— begin TEXT SECTION —
Despite its crummy condition, Bryan Park had supporters – numerous but unorganized. The golf proposal, devised with little buy-in from the public, galvanized these advocates.
They created the nonprofit Friends of Bryan Park to oppose the golf course and, over the long run, improve the park.
Epes was the group's first president. Key members included fellow Richmonders Elizabeth Barrett and Suzanne Keller. Viola Baskerville, then a city councilwoman, provided important political support.
The Friends felt a golf course would violate Belle Bryan's vision of a free park. They also felt the park had underappreciated value as a natural area.
To bolster that second point, Sue Ridd of Henrico, then president of the Richmond Audubon Society, began surveying the park for birds. Epes and others assisted her.
"I remember finding a great horned owl's nest and seeing the occasional bald eagle fly over," Epes said.
In 1995, the city scratched the golf idea. Workers cleaned up the dump. It was a turning point for the historic park.
— end TEXT SECTION —
YOUR OBJECTIVE: Copy the passage about Bryan Park word for word, starting at "They created the" and ending at "others assisted her.".
— begin SOURCE DATA —
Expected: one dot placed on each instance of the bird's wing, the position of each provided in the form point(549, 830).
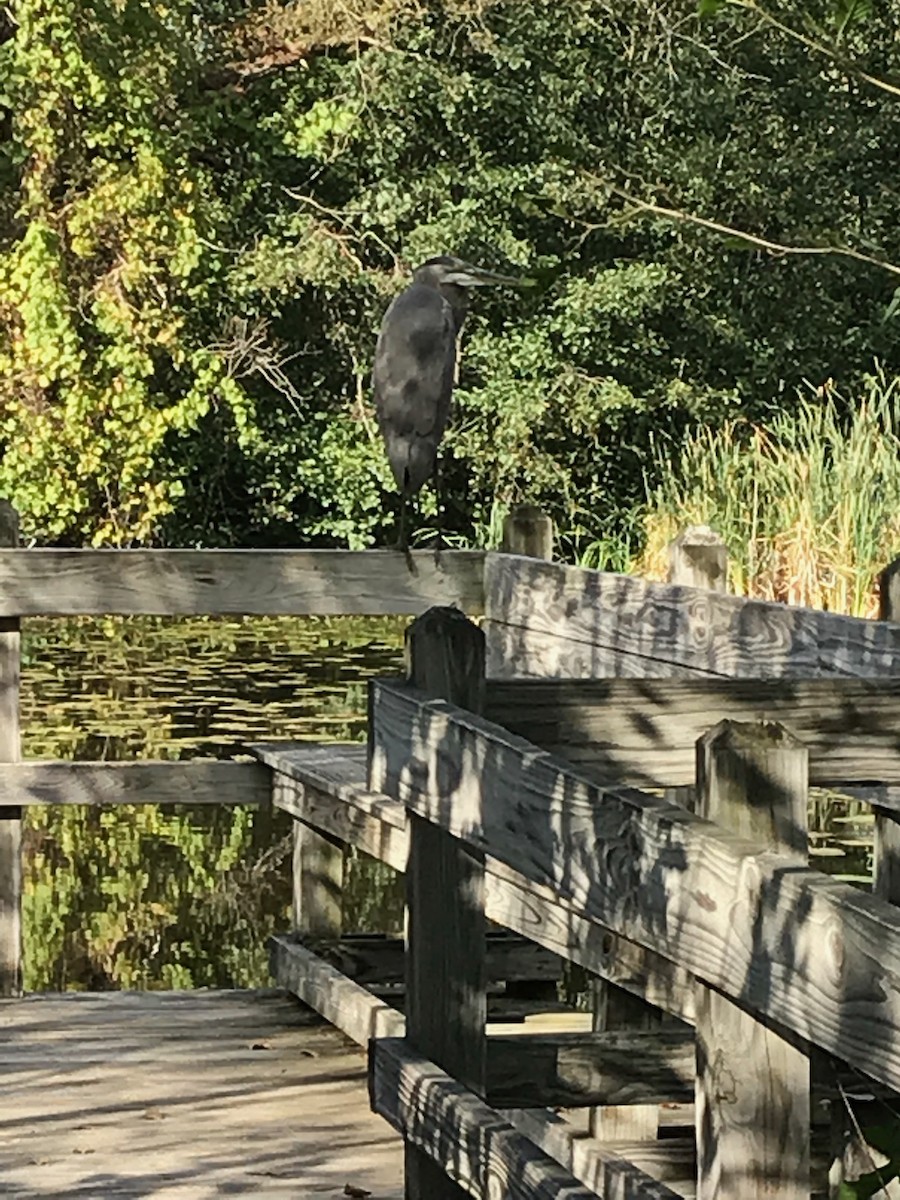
— end SOURCE DATA —
RESPONSE TO THIS EXERCISE:
They created the nonprofit Friends of Bryan Park to oppose the golf course and, over the long run, improve the park.
Epes was the group's first president. Key members included fellow Richmonders Elizabeth Barrett and Suzanne Keller. Viola Baskerville, then a city councilwoman, provided important political support.
The Friends felt a golf course would violate Belle Bryan's vision of a free park. They also felt the park had underappreciated value as a natural area.
To bolster that second point, Sue Ridd of Henrico, then president of the Richmond Audubon Society, began surveying the park for birds. Epes and others assisted her.